[Exercise instructions] Identify every line in the rows below that contains the string "cooker", and copy each such line.

[Entries from an annotation dataset]
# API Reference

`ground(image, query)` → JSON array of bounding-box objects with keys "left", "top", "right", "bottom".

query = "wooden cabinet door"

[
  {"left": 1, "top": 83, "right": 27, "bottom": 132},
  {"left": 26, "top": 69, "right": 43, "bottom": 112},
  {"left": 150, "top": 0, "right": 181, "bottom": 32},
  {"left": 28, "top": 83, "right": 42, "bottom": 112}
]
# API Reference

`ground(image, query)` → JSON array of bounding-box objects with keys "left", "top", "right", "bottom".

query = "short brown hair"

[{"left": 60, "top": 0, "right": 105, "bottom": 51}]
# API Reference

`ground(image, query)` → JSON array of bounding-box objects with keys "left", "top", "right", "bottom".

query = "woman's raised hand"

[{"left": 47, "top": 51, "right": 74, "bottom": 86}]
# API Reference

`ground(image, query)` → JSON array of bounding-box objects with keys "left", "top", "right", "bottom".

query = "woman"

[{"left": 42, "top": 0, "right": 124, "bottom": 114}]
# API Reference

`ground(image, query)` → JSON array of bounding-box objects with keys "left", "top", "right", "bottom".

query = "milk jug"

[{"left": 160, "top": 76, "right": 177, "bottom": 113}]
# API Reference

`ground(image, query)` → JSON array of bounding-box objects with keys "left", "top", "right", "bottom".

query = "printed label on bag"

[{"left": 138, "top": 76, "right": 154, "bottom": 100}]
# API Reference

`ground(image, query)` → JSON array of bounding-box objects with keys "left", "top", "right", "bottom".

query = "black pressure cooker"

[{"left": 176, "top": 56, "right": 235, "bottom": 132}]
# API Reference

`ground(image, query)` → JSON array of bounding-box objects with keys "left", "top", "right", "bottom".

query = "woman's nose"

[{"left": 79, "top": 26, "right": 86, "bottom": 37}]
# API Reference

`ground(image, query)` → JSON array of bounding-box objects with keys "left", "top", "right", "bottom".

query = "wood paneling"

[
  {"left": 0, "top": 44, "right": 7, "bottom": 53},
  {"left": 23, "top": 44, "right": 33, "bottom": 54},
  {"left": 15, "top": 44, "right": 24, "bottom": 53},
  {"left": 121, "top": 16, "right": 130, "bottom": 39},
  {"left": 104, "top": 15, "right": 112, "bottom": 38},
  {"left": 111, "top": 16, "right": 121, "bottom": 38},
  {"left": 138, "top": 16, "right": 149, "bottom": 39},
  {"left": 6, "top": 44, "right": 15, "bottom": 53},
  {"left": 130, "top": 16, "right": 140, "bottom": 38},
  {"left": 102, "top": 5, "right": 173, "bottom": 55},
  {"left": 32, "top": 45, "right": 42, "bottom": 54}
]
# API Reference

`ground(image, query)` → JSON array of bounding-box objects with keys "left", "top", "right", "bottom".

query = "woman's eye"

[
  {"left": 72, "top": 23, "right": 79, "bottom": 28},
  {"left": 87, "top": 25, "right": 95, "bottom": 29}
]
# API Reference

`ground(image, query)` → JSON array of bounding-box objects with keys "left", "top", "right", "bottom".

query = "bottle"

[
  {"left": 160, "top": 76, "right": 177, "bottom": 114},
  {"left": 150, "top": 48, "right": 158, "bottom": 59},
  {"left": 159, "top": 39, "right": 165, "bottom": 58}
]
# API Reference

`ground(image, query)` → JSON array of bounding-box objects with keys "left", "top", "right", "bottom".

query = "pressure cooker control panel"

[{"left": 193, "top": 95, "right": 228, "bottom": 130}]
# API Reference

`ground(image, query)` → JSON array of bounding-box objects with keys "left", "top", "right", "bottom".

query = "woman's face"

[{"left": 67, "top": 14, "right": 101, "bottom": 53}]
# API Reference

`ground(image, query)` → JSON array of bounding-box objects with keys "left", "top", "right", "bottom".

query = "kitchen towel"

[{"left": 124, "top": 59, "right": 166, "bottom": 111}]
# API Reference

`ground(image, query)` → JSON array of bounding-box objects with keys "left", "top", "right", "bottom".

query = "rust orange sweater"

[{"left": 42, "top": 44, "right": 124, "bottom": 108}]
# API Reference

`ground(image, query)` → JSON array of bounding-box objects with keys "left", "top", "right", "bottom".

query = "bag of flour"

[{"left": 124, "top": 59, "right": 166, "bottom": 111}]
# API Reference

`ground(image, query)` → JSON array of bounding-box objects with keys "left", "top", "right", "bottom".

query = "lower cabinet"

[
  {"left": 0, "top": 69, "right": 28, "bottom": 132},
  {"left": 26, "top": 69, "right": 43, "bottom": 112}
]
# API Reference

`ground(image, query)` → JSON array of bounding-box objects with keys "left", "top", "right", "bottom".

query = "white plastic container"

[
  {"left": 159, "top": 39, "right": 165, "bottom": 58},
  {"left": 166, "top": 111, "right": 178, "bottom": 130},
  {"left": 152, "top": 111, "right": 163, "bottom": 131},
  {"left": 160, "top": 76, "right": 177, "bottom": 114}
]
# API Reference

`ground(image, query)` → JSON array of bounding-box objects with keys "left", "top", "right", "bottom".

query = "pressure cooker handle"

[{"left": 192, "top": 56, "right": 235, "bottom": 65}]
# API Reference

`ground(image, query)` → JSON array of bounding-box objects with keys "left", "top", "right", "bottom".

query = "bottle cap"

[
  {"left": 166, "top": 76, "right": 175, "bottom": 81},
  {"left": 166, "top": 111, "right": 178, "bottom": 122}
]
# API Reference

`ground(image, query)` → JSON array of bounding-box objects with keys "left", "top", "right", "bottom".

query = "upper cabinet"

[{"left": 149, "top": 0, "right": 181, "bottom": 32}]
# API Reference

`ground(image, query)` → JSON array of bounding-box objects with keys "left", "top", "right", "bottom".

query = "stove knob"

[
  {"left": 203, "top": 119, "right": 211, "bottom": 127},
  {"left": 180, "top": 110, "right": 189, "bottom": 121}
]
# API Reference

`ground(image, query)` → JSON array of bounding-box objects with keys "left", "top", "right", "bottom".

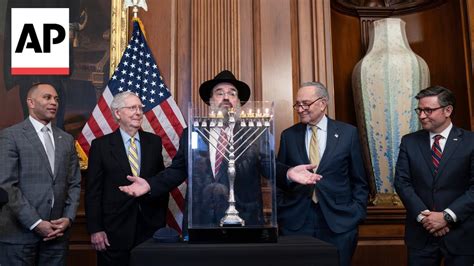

[Completed exercise]
query = "black pressure cooker"
query = "pressure cooker control panel"
query = "pressure cooker handle"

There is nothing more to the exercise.